** BEGIN ITEMS **

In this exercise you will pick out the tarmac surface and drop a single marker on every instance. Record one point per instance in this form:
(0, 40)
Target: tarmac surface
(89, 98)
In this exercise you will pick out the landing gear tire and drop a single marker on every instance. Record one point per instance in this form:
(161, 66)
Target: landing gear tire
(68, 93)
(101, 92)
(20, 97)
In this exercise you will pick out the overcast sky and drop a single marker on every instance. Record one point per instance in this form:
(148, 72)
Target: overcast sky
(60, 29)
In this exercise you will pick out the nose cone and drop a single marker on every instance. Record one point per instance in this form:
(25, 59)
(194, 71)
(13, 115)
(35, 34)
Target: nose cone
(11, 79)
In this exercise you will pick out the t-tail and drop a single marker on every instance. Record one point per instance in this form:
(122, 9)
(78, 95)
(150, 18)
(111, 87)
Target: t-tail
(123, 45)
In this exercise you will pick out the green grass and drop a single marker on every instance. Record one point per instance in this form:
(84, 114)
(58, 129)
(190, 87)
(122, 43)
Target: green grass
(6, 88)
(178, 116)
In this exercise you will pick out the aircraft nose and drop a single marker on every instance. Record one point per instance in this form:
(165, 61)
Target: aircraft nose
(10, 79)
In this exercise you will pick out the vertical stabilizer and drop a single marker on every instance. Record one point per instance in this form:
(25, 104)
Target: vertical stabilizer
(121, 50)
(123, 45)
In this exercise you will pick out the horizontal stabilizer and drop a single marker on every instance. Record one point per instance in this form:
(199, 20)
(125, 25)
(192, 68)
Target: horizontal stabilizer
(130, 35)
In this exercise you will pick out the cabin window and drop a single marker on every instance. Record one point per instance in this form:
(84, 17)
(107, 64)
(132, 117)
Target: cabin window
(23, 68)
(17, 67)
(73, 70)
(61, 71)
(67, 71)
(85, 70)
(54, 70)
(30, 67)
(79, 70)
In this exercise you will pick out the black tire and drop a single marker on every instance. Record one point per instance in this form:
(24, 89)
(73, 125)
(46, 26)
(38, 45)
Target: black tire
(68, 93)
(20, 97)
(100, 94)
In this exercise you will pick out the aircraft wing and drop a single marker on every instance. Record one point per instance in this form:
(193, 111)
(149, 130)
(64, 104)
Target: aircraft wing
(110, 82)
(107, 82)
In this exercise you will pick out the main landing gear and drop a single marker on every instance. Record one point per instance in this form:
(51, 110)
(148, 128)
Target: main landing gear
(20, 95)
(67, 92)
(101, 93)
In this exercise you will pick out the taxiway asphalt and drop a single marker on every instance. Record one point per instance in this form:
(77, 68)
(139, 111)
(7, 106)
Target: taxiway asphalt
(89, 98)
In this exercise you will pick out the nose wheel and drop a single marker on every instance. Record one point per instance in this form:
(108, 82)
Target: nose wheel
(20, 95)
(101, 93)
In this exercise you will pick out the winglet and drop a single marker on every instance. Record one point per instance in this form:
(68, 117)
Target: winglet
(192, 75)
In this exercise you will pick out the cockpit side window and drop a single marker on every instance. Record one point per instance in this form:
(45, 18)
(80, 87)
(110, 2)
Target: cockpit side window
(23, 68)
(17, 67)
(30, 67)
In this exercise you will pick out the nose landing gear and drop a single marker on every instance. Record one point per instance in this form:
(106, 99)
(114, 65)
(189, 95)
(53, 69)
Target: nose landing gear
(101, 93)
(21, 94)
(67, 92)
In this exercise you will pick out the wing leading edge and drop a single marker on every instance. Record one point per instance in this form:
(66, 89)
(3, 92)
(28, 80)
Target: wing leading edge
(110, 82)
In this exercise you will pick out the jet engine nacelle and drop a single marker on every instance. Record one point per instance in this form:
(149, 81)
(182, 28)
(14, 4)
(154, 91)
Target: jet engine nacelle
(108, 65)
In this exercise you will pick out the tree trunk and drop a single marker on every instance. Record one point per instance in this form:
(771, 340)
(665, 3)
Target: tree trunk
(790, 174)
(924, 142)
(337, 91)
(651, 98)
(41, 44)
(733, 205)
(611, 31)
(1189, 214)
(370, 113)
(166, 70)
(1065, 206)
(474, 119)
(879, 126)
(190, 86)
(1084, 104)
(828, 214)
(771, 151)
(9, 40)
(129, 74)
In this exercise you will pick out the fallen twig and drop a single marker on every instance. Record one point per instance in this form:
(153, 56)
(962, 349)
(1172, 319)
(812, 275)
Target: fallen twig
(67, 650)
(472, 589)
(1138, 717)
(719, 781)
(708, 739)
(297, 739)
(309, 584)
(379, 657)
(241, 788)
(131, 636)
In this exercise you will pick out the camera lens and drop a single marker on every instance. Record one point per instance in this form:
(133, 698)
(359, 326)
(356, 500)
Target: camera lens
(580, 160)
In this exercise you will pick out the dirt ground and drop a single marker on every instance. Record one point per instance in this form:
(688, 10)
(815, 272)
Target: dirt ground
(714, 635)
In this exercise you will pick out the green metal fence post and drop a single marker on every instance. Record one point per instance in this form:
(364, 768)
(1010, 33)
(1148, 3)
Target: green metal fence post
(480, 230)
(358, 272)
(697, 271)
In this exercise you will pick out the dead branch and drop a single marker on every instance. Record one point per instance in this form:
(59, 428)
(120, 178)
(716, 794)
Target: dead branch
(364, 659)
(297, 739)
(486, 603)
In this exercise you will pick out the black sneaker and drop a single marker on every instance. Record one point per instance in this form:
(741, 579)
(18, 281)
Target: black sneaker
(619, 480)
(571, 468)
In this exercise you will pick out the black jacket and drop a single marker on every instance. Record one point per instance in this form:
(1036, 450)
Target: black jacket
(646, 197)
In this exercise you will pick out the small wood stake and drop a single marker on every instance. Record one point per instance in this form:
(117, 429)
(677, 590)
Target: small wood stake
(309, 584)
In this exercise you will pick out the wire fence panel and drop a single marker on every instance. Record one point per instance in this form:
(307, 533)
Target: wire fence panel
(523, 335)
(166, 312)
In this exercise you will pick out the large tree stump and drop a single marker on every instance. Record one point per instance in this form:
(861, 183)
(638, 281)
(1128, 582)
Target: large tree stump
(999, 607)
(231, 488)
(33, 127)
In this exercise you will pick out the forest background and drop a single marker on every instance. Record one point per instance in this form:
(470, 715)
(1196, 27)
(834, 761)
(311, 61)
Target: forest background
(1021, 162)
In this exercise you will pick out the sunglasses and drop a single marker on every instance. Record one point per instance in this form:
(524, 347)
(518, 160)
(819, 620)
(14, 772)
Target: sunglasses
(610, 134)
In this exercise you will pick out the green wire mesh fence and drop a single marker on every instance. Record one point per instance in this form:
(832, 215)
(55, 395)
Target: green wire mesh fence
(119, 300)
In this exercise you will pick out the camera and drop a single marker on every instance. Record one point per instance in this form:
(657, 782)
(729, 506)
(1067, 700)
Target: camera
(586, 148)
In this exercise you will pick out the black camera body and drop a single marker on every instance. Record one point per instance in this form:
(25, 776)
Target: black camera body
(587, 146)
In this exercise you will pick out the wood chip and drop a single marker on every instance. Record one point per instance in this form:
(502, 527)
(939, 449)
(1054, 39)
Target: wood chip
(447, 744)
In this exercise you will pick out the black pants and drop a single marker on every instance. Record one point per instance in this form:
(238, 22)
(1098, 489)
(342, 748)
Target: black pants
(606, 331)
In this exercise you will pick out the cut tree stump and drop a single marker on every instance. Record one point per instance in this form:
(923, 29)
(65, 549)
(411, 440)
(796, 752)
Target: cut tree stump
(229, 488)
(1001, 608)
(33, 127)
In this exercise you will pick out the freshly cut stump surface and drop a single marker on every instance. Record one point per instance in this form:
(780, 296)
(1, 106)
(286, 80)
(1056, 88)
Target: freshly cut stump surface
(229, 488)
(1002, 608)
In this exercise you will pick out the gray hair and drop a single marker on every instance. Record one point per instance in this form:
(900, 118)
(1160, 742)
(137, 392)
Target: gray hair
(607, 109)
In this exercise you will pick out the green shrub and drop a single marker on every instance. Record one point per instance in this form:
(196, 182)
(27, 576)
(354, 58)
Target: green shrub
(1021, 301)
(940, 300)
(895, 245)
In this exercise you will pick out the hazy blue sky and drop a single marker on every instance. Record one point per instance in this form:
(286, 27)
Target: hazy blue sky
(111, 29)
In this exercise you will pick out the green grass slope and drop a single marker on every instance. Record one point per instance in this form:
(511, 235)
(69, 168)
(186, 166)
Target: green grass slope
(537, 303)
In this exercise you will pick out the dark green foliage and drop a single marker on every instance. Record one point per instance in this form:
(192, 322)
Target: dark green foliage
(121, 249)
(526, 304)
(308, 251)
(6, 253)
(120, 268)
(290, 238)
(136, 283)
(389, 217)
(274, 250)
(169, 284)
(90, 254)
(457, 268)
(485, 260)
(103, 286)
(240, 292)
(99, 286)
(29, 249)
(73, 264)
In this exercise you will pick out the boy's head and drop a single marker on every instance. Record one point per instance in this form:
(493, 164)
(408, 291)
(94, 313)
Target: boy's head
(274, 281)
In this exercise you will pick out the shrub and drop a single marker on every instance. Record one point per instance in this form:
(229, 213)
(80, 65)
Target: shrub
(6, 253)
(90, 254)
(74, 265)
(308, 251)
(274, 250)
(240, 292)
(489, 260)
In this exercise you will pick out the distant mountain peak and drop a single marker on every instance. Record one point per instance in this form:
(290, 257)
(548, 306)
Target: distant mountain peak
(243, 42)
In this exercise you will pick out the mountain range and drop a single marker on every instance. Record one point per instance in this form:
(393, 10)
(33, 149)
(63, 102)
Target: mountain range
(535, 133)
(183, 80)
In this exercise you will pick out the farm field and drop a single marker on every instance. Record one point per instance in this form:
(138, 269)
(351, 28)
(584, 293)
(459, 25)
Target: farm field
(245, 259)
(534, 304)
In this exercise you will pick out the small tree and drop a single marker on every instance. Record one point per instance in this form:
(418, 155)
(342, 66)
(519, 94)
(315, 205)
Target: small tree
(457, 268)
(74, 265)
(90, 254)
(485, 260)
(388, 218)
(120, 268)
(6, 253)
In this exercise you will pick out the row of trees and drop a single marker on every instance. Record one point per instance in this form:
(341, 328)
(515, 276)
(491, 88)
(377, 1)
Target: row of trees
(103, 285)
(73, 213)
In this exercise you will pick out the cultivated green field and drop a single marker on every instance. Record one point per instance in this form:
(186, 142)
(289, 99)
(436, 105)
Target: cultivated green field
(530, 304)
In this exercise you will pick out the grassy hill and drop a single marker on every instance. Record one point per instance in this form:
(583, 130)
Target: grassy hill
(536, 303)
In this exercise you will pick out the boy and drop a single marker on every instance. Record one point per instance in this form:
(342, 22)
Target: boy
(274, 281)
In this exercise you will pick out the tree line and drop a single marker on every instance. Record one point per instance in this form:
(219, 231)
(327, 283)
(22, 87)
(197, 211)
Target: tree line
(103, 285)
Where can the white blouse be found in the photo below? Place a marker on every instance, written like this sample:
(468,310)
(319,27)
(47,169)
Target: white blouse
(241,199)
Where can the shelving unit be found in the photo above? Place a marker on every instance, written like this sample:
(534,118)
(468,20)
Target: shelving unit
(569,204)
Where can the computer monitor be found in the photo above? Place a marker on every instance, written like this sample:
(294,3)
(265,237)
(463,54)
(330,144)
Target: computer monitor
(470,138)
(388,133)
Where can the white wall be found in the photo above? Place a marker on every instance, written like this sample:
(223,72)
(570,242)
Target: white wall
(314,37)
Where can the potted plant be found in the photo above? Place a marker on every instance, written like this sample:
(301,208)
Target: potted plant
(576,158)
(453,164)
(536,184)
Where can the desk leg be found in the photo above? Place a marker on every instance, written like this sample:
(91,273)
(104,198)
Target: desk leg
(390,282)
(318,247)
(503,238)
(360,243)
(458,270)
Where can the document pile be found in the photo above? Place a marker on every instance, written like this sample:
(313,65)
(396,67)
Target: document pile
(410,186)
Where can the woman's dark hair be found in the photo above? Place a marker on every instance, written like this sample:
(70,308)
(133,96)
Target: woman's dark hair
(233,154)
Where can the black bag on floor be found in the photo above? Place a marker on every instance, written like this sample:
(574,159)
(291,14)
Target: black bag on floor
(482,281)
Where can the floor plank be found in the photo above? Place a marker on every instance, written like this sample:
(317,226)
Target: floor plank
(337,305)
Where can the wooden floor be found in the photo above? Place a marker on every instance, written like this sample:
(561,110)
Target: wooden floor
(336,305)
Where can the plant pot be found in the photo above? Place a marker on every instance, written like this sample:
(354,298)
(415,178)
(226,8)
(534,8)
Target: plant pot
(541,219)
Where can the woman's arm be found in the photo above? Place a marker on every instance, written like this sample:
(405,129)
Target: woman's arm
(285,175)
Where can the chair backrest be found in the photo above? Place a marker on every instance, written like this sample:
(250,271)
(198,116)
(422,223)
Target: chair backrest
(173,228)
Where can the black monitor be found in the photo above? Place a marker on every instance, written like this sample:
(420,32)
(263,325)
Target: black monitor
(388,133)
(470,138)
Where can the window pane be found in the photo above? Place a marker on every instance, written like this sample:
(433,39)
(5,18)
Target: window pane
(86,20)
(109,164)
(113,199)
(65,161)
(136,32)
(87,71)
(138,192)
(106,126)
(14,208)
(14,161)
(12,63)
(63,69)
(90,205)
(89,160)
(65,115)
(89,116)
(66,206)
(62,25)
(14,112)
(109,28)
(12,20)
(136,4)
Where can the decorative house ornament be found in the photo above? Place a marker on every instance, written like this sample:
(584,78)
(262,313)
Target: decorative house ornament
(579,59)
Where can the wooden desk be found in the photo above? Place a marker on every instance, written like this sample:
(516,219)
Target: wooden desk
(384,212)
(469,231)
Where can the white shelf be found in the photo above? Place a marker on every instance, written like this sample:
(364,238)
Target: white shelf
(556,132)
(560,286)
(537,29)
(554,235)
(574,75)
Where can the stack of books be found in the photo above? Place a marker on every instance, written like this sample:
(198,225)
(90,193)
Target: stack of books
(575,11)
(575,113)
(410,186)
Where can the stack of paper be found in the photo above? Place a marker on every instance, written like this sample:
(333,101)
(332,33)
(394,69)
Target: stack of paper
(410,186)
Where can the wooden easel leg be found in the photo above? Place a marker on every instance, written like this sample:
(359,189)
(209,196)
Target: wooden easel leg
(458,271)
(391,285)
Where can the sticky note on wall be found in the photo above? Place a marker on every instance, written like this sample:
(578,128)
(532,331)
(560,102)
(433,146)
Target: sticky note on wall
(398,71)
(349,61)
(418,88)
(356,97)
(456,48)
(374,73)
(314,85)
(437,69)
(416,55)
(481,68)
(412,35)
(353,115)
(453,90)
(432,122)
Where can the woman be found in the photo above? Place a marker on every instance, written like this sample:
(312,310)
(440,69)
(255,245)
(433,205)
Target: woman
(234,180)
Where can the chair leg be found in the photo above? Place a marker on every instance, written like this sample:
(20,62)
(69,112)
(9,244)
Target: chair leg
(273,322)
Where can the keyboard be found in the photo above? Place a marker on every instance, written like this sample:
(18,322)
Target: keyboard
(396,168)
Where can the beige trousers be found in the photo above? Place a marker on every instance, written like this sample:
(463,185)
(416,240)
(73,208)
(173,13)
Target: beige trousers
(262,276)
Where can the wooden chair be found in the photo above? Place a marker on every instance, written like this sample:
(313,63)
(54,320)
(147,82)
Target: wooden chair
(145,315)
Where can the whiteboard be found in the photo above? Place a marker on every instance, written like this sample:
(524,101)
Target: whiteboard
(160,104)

** END ITEMS **

Write out the lines above from the one containing "Where can the woman be" through the last, exactly as they are.

Where can the woman be found in the photo above? Place a marker on every instance, written like this sample:
(312,310)
(440,69)
(255,245)
(433,205)
Target: woman
(234,180)
Where can the chair leg be found in the photo above? Place a marker on every instance, written like this sample:
(20,62)
(69,112)
(9,244)
Target: chair leg
(273,322)
Where can the keyboard be found in the photo above? Place a marker on every instance, written like this sample:
(18,322)
Target: keyboard
(396,168)
Where can the beige trousers be found in the photo above? Place a marker on every instance, written like this sample:
(463,185)
(416,240)
(73,208)
(173,13)
Target: beige trousers
(262,276)
Where can the wooden chair be found in the photo above? Place a marker on every instance, written like this sample:
(313,63)
(54,320)
(147,82)
Target: wooden chair
(145,315)
Where can the whiteboard be found in the photo above? Place a marker on every instance, written like this sample:
(524,101)
Target: whiteboard
(160,104)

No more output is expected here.